(SUPPLIED DATA)
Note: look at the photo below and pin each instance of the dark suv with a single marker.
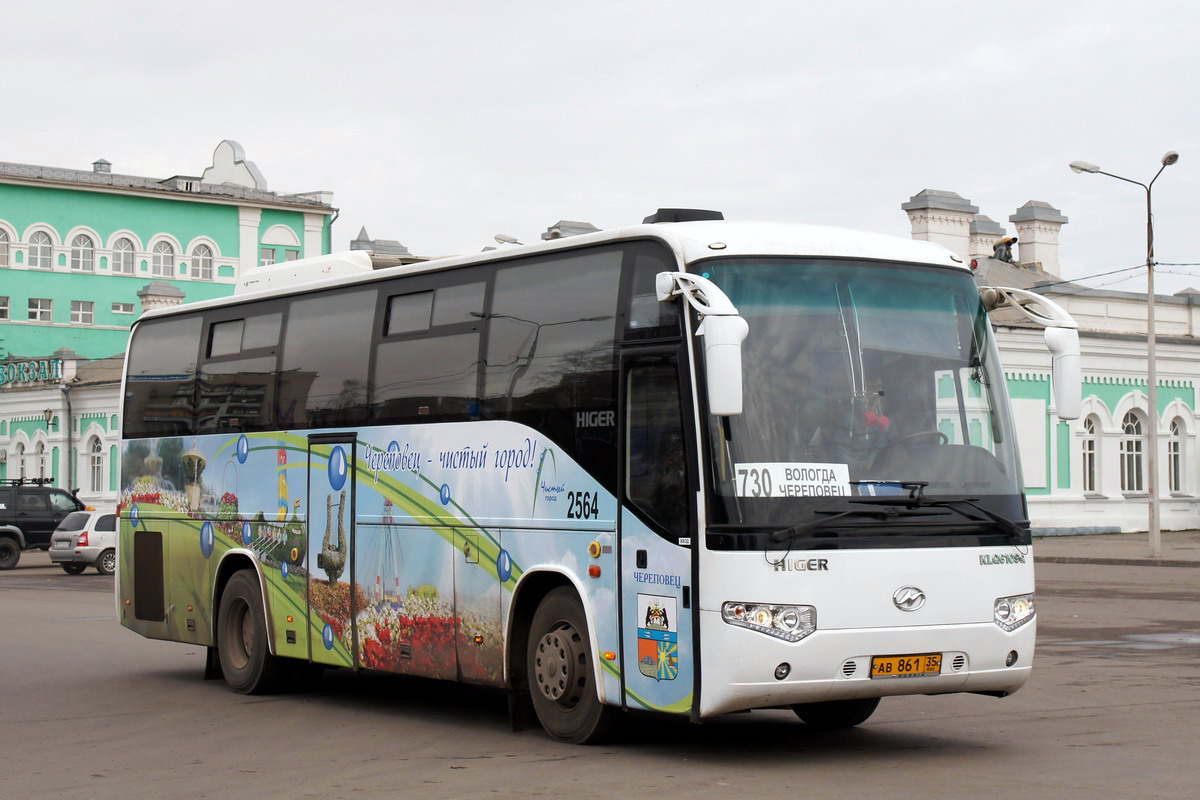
(30, 510)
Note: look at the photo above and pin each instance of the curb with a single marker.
(1113, 561)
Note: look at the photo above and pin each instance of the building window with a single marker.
(1089, 455)
(123, 257)
(1175, 458)
(1131, 453)
(96, 464)
(40, 251)
(202, 263)
(41, 310)
(83, 253)
(163, 260)
(82, 312)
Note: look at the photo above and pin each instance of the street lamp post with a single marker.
(1156, 535)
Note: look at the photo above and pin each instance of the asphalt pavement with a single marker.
(1179, 548)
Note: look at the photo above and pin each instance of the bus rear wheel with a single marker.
(562, 673)
(834, 715)
(246, 661)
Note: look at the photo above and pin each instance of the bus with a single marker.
(691, 467)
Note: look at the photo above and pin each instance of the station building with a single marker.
(82, 254)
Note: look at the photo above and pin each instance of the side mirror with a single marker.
(723, 362)
(724, 331)
(1066, 372)
(1062, 341)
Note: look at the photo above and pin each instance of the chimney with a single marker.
(1037, 235)
(157, 294)
(942, 217)
(985, 233)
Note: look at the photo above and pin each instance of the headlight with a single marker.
(1013, 612)
(787, 623)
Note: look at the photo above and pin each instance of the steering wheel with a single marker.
(923, 434)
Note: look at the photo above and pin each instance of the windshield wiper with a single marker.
(1017, 529)
(882, 513)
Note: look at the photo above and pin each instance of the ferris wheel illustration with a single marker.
(385, 558)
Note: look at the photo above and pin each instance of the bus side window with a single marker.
(551, 359)
(655, 471)
(160, 391)
(319, 385)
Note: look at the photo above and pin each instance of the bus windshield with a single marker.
(863, 380)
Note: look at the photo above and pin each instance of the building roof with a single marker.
(175, 185)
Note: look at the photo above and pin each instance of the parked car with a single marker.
(30, 510)
(85, 539)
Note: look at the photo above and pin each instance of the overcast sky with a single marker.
(441, 124)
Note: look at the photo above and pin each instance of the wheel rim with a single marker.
(241, 633)
(561, 666)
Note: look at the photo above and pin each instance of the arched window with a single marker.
(1175, 457)
(202, 263)
(163, 260)
(41, 251)
(1090, 445)
(123, 257)
(96, 464)
(1131, 453)
(83, 253)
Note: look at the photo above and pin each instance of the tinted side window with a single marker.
(648, 318)
(551, 358)
(655, 474)
(160, 394)
(426, 366)
(63, 501)
(323, 376)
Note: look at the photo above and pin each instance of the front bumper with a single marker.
(832, 665)
(75, 554)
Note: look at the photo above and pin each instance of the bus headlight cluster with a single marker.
(787, 623)
(1013, 612)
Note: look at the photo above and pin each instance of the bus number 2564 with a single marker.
(582, 505)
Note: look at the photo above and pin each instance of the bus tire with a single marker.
(246, 661)
(834, 715)
(562, 674)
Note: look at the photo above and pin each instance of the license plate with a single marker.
(915, 666)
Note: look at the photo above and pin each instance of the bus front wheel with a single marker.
(833, 715)
(246, 661)
(562, 674)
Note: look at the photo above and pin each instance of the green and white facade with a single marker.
(82, 254)
(1087, 475)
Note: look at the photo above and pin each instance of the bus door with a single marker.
(657, 535)
(334, 599)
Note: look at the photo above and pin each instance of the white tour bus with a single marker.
(691, 467)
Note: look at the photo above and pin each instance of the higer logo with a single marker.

(YOUR INSTRUCTIONS) Can you set out all of the data above as a numbered list, skipping blank lines and leaving the pictures out?

(FULL RESPONSE)
1. Note: look at the photo below and pin each instance of the dark suv with a single marker.
2. (30, 510)
3. Note: look at the photo above and pin each instance of the curb with a single marker.
4. (1113, 561)
5. Note: look at the photo above and pin each instance of the building window with a single marker.
6. (1089, 455)
7. (123, 257)
8. (1175, 458)
9. (1131, 453)
10. (96, 464)
11. (40, 251)
12. (202, 263)
13. (41, 310)
14. (83, 253)
15. (163, 260)
16. (82, 312)
17. Note: look at the photo above and pin each instance of the street lamp post with a single marker.
18. (1156, 535)
19. Note: look at the photo above and pin each instance of the asphalt pavement with a single marker.
20. (1179, 548)
21. Note: look at the photo above and pin each instance of the bus rear wheel with a single marker.
22. (562, 673)
23. (834, 715)
24. (246, 661)
25. Note: look at the photo above and pin each instance of the bus with a single marker.
26. (691, 467)
27. Note: look at the photo above and pin each instance of the station building with a single marker.
28. (82, 254)
29. Note: look at the photo above and pin each instance of the side mirror with a single marker.
30. (723, 362)
31. (724, 331)
32. (1066, 372)
33. (1062, 341)
34. Note: look at the photo above and pin each instance of the chimney with a single marker.
35. (1037, 235)
36. (157, 294)
37. (942, 217)
38. (985, 233)
39. Note: look at the photo above and pin each instance of the headlight with a single marker.
40. (1013, 612)
41. (787, 623)
42. Note: look at the photo above and pin each instance of the steering wheel with a single marker.
43. (923, 434)
44. Note: look at the photo above and pin each instance of the windshield wiper with a single marker.
45. (1017, 529)
46. (882, 513)
47. Note: look at the photo above and pin each instance of the ferris wheel illustration with a single marker.
48. (385, 558)
49. Note: look at the photo above and pin each instance of the bus side window with a single marker.
50. (551, 359)
51. (655, 471)
52. (160, 391)
53. (319, 385)
54. Note: look at the photo above and pin each instance of the bus windshield with a single marker.
55. (863, 380)
56. Note: look at the photo above and pin each instance of the building roof with a single marker.
57. (175, 185)
58. Note: look at the photo above and pin each instance of the parked car with a single marker.
59. (30, 510)
60. (85, 539)
61. Note: look at the photo above and pin each instance of the overcast sky with a single marker.
62. (441, 124)
63. Note: look at the photo above and pin each instance of the wheel rim with a single marker.
64. (241, 633)
65. (561, 666)
66. Note: look at the photo above and pin each instance of the arched window with a single marker.
67. (1175, 457)
68. (202, 263)
69. (163, 260)
70. (41, 251)
71. (1090, 445)
72. (123, 257)
73. (96, 464)
74. (1131, 453)
75. (83, 253)
76. Note: look at the photo above and pin each instance of the tinted side window with a single marker.
77. (648, 318)
78. (551, 358)
79. (655, 474)
80. (160, 394)
81. (426, 366)
82. (63, 501)
83. (323, 376)
84. Note: look at the photo above and pin each instance of the front bumper with a single marker.
85. (832, 665)
86. (75, 554)
87. Note: look at the photo above and pin each instance of the bus headlight cluster with a single marker.
88. (787, 623)
89. (1013, 612)
90. Note: look at the photo above and pin each instance of the bus number 2564 with a single marker.
91. (582, 505)
92. Note: look at the photo above and pin each instance of the bus tire with a single marker.
93. (246, 661)
94. (834, 715)
95. (562, 674)
96. Note: look at the photo above and pin each instance of the license plate with a single marker.
97. (915, 666)
98. Note: look at the photo above and pin each instance of the bus front wheel with a single marker.
99. (833, 715)
100. (246, 661)
101. (562, 674)
102. Note: look at the photo above and pin each instance of the green and white facade with a single marker.
103. (82, 254)
104. (1087, 475)
105. Note: look at the photo above and pin each instance of the bus door with a single marker.
106. (657, 535)
107. (334, 599)
108. Note: look at the photo above and pin each instance of the white tour bus with a single marker.
109. (691, 467)
110. Note: look at the photo above and pin each instance of the higer logo with a single marker.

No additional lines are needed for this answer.